[START Document text]

# Help lining up a job from minutes to mere seconds



## Dakent012 (Nov 7, 2012)

We try and practice lean on daily basis here at Signet Screen Printing and Embroidery. Here is an example of using a jig to line up a manual job in seconds with out a tri-loc. 

http://youtu.be/fz3GhexbhB8


----------



## 2020 PrintWorks (Apr 22, 2011)

Pretty cool. I'm assuming your saying it only takes 30 seconds to set up a single color job. Multi color would still take the normal amount of time, but that does help with the initial line up of the first screen. I used to print out a grid on a piece of clear film, and since I use textac instead of spray glue I could just set it on the pallet and press down on the corners and go from there.


----------



## artlife (Jan 15, 2010)

Dakent012 said:


> We try and practice lean on daily basis here at Signet Screen Printing and Embroidery. Here is an example of using a jig to line up a manual job in seconds with out a tri-loc.

[END Document text]

Stated goal ▸
From the thread on lining up a screen printing job:
(a) What does Dakent012 use to line up a manual job without a tri-loc?
(b) What does 2020 PrintWorks use in place of spray glue?
(c) What did 2020 PrintWorks print a grid on?
The items that follow come from a separate source.

[START Dataset entries]

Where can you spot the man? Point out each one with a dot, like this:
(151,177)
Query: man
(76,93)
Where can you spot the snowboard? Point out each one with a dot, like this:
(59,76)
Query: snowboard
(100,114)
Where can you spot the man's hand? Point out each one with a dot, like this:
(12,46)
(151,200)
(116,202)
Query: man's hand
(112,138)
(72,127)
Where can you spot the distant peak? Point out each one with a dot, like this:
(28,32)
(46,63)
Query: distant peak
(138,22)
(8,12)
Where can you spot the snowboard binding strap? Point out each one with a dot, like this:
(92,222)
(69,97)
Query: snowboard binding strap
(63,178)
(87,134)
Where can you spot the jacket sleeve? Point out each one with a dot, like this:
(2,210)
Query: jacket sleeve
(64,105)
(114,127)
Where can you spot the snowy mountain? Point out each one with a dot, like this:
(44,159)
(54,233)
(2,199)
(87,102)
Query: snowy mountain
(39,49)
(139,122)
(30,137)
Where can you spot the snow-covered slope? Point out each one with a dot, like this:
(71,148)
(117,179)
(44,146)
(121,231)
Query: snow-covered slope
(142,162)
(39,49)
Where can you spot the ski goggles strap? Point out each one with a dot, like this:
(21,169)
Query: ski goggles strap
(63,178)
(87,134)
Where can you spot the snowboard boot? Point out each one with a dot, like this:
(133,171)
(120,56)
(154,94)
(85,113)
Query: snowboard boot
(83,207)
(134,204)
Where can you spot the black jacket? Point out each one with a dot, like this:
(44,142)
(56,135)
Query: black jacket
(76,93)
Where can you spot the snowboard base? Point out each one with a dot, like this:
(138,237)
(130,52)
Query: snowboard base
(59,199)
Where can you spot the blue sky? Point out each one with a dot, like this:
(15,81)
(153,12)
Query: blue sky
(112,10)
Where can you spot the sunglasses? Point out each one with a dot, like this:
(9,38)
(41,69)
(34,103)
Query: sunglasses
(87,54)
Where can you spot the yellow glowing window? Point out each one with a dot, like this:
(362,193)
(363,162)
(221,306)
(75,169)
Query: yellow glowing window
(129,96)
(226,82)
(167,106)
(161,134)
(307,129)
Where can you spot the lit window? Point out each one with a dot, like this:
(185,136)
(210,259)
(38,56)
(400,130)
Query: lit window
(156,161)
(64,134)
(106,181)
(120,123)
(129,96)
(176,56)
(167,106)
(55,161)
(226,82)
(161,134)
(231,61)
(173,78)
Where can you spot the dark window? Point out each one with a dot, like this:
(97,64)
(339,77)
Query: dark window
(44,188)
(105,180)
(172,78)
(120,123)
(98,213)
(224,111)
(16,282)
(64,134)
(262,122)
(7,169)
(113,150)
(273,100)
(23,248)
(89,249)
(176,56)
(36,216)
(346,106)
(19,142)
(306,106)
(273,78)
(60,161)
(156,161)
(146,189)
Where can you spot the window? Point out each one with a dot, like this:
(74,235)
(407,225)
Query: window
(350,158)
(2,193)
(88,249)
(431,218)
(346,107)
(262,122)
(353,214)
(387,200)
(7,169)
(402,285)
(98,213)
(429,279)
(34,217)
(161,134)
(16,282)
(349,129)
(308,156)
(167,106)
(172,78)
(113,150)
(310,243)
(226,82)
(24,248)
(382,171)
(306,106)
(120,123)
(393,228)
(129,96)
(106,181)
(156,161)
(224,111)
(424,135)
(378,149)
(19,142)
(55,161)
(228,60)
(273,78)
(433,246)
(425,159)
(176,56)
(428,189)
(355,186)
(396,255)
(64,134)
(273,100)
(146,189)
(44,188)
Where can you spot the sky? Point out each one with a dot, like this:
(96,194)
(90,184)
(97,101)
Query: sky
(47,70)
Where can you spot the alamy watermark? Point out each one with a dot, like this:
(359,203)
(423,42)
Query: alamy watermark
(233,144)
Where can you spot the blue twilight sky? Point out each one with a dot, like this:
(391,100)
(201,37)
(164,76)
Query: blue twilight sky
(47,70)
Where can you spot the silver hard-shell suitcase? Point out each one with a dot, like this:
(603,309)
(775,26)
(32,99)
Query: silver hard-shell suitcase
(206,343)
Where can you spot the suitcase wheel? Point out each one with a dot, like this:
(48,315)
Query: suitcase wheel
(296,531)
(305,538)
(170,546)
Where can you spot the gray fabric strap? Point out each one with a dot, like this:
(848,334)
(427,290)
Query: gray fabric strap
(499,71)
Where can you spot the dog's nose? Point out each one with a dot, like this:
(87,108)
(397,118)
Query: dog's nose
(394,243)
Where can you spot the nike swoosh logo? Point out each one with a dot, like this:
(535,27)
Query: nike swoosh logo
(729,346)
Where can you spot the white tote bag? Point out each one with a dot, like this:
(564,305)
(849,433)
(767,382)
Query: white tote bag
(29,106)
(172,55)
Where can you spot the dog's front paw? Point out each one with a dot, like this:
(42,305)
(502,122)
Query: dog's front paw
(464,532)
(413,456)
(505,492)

[END Dataset entries]

Answer to this problem ▸
(a) A jig.
(b) Textac.
(c) A piece of clear film.